Your copy should hold exactly the lines from the beginning of the listing below through the line with "# put a marker on the man's hand, one", without any pictures.

+ + +

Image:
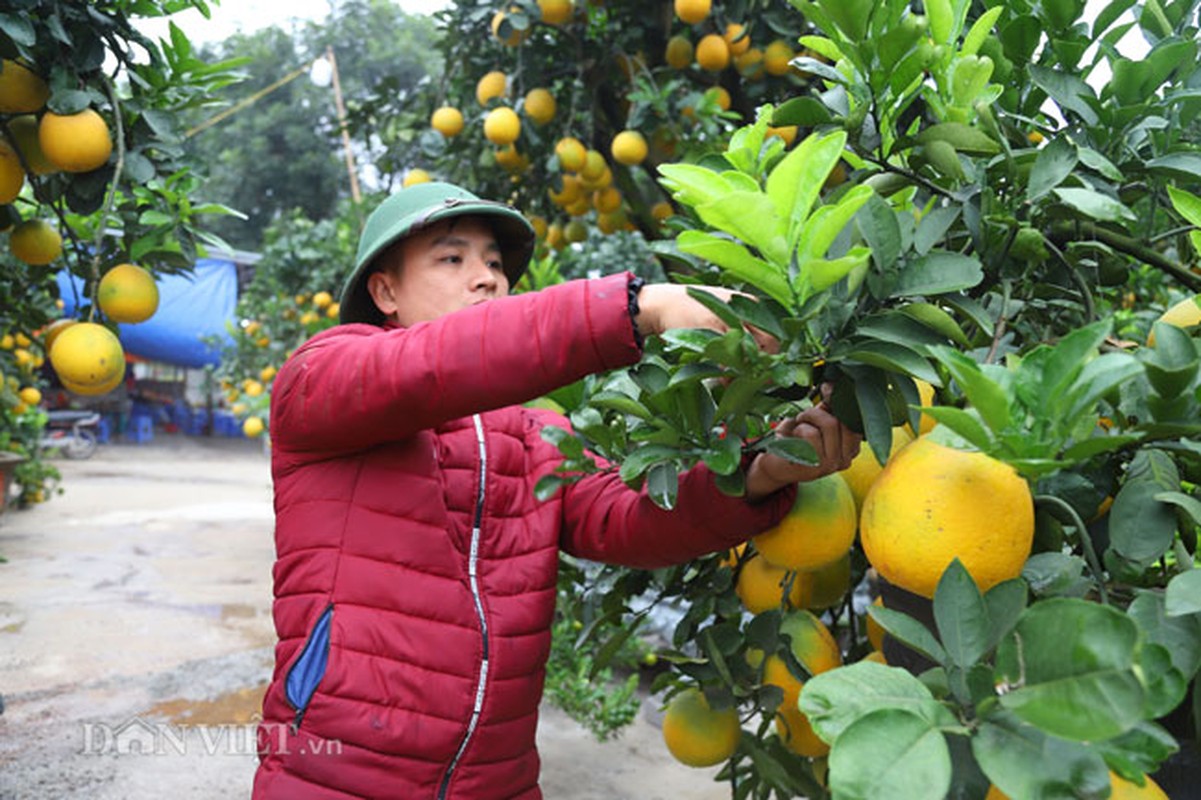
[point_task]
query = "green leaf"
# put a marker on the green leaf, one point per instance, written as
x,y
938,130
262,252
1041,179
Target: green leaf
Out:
x,y
990,400
937,273
795,184
1073,662
1141,527
909,632
1184,595
1095,204
1052,165
739,262
1025,762
961,615
890,752
1177,165
1070,91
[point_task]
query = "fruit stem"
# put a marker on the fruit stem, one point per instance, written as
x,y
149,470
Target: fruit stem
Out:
x,y
1086,541
111,201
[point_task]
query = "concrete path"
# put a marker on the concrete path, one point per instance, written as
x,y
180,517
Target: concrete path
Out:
x,y
136,640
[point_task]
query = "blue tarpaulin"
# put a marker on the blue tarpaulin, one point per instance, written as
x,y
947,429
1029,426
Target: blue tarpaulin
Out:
x,y
191,310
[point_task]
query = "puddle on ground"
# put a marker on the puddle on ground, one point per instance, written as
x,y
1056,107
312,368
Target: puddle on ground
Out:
x,y
237,708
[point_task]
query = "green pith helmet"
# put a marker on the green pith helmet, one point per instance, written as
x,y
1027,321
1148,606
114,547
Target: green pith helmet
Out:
x,y
419,207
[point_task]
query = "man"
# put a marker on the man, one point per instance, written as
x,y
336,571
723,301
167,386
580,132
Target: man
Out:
x,y
414,583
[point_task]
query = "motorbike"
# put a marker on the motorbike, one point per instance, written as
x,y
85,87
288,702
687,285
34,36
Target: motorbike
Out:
x,y
72,431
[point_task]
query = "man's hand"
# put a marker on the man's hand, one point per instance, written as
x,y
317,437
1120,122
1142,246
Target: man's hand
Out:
x,y
667,306
835,443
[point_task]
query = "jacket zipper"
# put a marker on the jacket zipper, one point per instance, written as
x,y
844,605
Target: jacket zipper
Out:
x,y
479,612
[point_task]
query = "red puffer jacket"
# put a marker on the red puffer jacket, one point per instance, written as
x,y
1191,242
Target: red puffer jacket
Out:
x,y
416,571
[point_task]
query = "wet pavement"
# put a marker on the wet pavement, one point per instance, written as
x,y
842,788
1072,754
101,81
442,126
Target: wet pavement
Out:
x,y
136,639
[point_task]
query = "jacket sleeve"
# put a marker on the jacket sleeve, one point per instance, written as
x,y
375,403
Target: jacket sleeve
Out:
x,y
605,520
357,386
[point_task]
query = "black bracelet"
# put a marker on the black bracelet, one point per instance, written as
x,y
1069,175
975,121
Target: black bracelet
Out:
x,y
633,288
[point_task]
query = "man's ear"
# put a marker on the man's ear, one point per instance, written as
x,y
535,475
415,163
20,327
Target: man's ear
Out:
x,y
382,291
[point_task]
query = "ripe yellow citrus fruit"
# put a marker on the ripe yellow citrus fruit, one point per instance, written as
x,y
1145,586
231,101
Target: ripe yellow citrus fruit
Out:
x,y
628,148
712,53
52,332
22,90
692,11
679,52
736,39
818,530
88,358
556,12
539,106
127,293
24,133
414,177
759,586
776,57
865,469
493,84
76,142
12,177
502,126
447,120
35,242
572,154
788,133
1184,314
695,734
514,36
933,503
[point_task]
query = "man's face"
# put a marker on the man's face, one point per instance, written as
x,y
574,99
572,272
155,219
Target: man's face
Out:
x,y
440,269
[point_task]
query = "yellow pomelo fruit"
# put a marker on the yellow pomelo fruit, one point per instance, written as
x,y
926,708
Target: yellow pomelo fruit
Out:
x,y
539,106
127,293
712,53
776,58
874,632
1184,314
35,242
818,530
88,358
628,148
493,84
679,52
52,332
22,90
12,177
692,11
502,126
572,154
76,142
695,734
556,12
447,120
932,505
865,469
736,39
759,586
792,724
24,133
414,177
514,37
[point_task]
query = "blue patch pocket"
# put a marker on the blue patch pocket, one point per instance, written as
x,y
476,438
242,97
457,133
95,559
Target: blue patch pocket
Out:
x,y
308,670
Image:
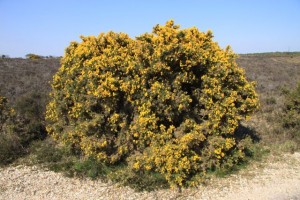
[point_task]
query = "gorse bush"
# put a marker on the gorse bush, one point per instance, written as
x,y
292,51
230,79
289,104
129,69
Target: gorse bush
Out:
x,y
291,115
10,143
167,102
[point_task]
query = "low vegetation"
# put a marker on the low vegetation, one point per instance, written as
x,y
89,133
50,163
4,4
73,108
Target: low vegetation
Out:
x,y
26,84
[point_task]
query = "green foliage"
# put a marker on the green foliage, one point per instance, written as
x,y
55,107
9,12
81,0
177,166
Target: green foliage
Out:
x,y
10,143
168,102
291,117
32,56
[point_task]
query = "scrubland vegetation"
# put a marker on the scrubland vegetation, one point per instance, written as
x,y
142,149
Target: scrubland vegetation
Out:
x,y
149,113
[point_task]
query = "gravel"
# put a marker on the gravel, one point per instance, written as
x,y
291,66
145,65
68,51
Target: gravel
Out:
x,y
276,179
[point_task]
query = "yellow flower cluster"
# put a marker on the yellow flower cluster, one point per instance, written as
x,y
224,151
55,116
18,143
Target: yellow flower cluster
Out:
x,y
168,101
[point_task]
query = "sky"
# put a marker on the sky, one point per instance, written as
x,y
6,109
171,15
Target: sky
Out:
x,y
46,27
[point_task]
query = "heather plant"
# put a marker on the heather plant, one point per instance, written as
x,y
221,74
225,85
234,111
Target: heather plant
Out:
x,y
167,102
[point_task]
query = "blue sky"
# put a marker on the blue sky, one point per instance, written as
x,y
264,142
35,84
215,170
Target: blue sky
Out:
x,y
46,27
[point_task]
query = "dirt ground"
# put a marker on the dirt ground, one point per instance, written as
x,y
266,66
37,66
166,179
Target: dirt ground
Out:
x,y
277,178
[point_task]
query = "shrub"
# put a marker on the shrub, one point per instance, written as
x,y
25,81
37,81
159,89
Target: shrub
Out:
x,y
167,102
10,144
32,56
291,115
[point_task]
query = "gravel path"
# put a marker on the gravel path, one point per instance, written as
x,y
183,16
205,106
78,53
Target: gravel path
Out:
x,y
277,179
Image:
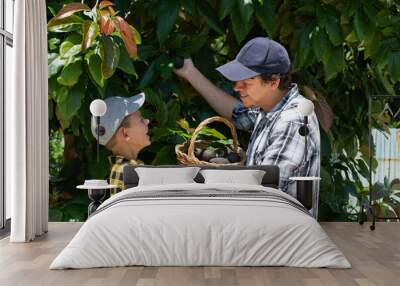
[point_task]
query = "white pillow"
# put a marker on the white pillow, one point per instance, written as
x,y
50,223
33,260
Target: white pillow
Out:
x,y
162,176
249,177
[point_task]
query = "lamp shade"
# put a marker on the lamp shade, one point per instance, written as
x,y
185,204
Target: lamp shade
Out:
x,y
98,107
305,107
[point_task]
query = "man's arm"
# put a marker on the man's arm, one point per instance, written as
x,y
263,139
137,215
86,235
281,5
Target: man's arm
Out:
x,y
286,151
220,101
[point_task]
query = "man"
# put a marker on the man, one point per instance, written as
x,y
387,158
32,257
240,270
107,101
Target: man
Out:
x,y
125,134
267,108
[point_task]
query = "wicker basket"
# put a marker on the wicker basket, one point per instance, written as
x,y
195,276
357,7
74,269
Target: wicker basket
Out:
x,y
190,158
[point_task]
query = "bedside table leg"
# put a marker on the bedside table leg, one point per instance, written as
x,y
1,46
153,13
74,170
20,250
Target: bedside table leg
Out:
x,y
96,196
304,190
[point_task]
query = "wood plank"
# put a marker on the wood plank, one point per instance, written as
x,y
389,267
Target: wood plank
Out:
x,y
374,255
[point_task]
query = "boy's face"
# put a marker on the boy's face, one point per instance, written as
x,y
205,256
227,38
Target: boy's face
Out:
x,y
254,91
136,131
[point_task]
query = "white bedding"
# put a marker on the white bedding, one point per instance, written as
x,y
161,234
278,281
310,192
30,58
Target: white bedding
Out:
x,y
189,230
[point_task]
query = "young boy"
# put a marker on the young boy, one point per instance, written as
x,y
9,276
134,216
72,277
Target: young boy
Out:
x,y
123,131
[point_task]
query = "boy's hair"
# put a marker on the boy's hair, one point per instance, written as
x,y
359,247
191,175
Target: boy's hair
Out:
x,y
124,123
285,79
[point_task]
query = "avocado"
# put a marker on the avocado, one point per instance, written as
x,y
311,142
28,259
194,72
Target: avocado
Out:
x,y
219,160
208,154
234,157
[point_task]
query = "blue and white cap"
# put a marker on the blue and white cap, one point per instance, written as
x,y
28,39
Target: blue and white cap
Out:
x,y
117,109
258,56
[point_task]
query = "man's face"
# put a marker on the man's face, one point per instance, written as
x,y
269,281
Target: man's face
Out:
x,y
136,132
254,91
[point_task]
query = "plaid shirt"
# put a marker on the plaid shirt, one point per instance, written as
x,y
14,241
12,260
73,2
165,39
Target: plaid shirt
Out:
x,y
117,167
275,140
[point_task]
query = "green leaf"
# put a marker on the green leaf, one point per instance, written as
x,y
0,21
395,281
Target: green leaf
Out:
x,y
333,29
166,156
125,62
90,31
240,29
67,109
394,66
94,65
68,49
174,111
72,23
70,74
110,56
159,132
372,41
189,6
265,13
161,113
360,26
55,63
334,64
245,8
225,8
303,47
61,94
320,43
70,9
150,74
208,14
167,15
53,43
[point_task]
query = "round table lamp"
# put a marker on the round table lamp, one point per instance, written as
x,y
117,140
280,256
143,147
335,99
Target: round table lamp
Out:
x,y
98,108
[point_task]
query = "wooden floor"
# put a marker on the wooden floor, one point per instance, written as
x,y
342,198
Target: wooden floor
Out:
x,y
374,255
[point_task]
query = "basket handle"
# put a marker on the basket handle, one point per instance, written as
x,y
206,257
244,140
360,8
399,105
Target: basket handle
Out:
x,y
204,123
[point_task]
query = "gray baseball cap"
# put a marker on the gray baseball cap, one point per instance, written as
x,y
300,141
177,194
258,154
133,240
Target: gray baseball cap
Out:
x,y
117,109
259,55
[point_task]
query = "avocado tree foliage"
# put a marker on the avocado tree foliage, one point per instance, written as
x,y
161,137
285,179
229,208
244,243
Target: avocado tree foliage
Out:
x,y
341,51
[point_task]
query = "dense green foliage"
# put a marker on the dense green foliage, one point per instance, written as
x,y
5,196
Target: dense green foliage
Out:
x,y
342,52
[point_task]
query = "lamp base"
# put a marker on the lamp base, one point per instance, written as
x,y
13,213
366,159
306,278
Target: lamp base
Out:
x,y
304,190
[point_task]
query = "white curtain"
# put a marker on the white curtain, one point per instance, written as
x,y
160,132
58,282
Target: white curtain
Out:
x,y
27,124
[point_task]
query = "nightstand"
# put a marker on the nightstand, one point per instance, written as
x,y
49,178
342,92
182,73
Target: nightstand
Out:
x,y
304,189
97,190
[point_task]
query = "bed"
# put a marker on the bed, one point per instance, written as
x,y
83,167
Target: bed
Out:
x,y
201,224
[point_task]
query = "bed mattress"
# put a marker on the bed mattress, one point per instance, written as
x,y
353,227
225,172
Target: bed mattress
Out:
x,y
201,225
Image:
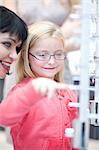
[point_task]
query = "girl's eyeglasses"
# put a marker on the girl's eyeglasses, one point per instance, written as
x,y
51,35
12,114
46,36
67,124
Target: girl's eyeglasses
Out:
x,y
46,56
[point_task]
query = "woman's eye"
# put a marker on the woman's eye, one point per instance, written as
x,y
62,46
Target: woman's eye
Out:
x,y
7,44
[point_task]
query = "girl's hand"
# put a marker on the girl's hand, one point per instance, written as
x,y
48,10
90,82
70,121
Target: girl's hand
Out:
x,y
47,86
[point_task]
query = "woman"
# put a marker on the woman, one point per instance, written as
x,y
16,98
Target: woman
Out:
x,y
39,123
13,32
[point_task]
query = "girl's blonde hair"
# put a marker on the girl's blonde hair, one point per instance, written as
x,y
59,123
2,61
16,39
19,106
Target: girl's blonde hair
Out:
x,y
38,30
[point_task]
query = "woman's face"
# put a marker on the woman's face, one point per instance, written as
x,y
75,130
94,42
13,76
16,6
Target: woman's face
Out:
x,y
8,55
42,57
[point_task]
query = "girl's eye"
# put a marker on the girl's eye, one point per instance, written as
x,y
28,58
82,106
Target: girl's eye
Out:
x,y
7,44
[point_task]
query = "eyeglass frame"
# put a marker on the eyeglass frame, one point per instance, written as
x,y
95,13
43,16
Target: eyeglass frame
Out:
x,y
49,57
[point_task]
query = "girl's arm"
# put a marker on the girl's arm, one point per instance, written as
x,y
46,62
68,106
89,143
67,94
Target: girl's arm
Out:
x,y
23,96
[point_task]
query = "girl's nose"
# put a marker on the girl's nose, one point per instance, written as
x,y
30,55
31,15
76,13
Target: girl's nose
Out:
x,y
51,60
13,54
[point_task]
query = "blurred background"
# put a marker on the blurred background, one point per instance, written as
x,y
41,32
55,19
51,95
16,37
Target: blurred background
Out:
x,y
68,15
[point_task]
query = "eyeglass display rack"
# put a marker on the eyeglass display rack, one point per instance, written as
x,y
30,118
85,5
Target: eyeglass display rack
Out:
x,y
87,124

+ + +

> **Written solution**:
Image:
[point_task]
query = "green leaf"
# put a marker on the green leaf, one point per instance, written as
x,y
938,130
262,252
1041,179
Target: green leaf
Out:
x,y
990,400
937,273
795,184
1073,662
1141,527
909,632
1184,595
1095,204
1052,165
739,262
1025,762
961,615
890,752
1177,165
1070,91
[point_task]
query = "fruit stem"
# put a marker on the fruit stem, one point per instance, written as
x,y
149,470
Target: fruit stem
Out:
x,y
1086,541
111,201
[point_task]
query = "concrete path"
# put a marker on the concrete path, one point per instance, written as
x,y
180,517
Target: concrete path
Out:
x,y
136,640
[point_task]
query = "blue tarpaulin"
# put a marker on the blue tarpaulin, one point per instance, written as
x,y
947,429
1029,426
Target: blue tarpaulin
Out:
x,y
191,310
[point_task]
query = "puddle on ground"
# put a marker on the puddle on ground, one point per instance, written as
x,y
1056,107
312,368
Target: puddle on ground
Out:
x,y
237,708
[point_task]
query = "green pith helmet"
# put a marker on the green pith helmet, one point per instance, written as
x,y
1027,321
1148,606
114,547
Target: green pith helmet
Out:
x,y
419,207
[point_task]
query = "man"
# put a marker on the man, one point per instance, written as
x,y
336,571
723,301
167,386
580,132
Target: man
Out:
x,y
414,583
[point_task]
query = "motorbike"
# put a marker on the motorbike, one point per instance, written as
x,y
85,87
288,702
687,285
34,36
Target: motorbike
Out:
x,y
72,431
[point_task]
query = "man's hand"
# put a marker on the man's hand, one point per instance, written as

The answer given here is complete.